[Records from a data source]
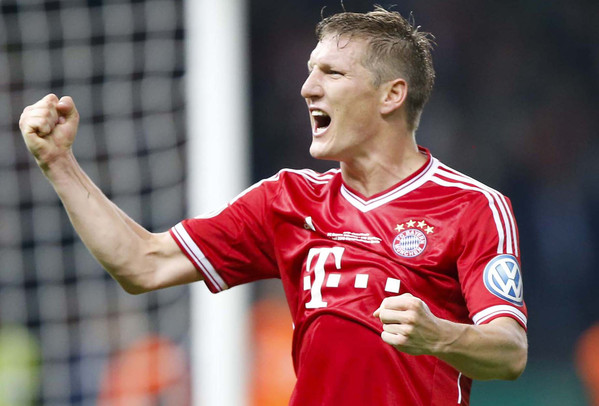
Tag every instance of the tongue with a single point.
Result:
(323, 121)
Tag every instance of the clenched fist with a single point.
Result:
(409, 325)
(49, 127)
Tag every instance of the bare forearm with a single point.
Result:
(113, 238)
(497, 350)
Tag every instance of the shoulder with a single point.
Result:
(307, 176)
(287, 179)
(472, 190)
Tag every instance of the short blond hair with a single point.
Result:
(396, 48)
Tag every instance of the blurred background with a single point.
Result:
(517, 85)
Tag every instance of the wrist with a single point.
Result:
(58, 166)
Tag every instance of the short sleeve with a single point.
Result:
(489, 261)
(234, 245)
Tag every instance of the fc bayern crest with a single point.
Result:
(409, 243)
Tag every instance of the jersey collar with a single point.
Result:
(402, 188)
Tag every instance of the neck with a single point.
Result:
(376, 172)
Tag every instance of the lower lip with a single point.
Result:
(319, 131)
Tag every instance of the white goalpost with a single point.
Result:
(217, 128)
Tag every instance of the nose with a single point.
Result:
(312, 87)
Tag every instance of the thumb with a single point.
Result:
(66, 108)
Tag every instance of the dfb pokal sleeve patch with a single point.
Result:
(503, 279)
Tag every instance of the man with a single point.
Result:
(402, 275)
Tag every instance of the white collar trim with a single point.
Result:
(403, 189)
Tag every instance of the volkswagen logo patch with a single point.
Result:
(502, 278)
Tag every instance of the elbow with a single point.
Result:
(133, 289)
(518, 365)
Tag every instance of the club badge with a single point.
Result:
(411, 240)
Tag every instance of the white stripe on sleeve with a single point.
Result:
(198, 257)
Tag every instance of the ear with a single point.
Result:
(394, 95)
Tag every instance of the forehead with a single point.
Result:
(333, 49)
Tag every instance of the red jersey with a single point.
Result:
(439, 235)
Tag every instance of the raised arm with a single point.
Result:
(497, 350)
(139, 260)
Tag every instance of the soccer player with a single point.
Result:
(402, 275)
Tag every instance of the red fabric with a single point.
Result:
(339, 254)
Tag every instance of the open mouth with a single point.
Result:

[WHAT YOU ARE ASKED TO DO] Count the lines in the records above that contain "sleeve", please, and give the number without any other words.

[TASK RESPONSE] 3